Aim of the task:
Copy every line of text in the material below word for word, leaving out the pictures.

▬▬▬▬▬▬▬▬▬▬

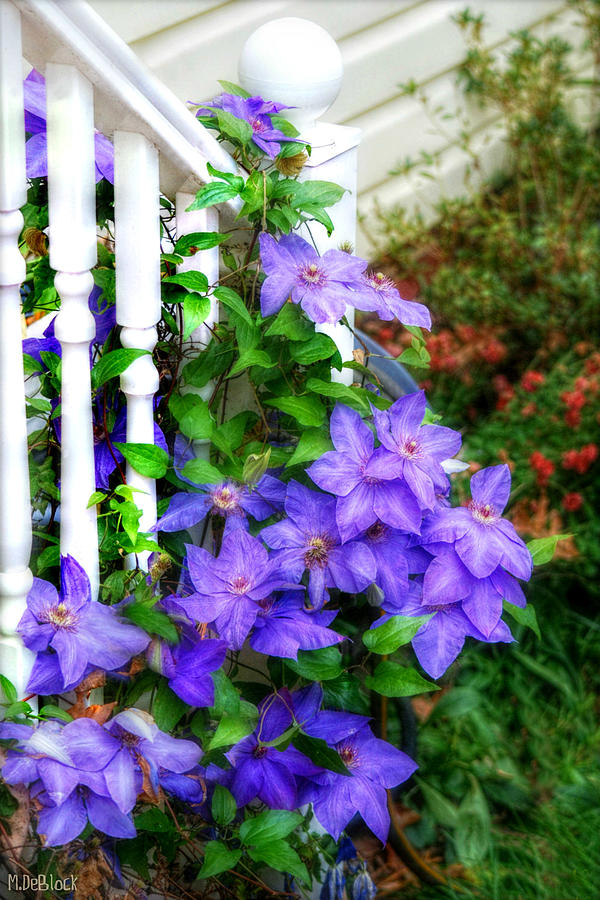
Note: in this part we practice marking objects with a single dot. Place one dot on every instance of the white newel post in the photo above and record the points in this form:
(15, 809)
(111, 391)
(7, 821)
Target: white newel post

▬▬▬▬▬▬▬▬▬▬

The solution:
Note: in this part we practice marking objects with a single dot. Place one dot on every instance of the white newel post in the photo above and record the points in this form:
(15, 809)
(111, 391)
(7, 821)
Target: white newel post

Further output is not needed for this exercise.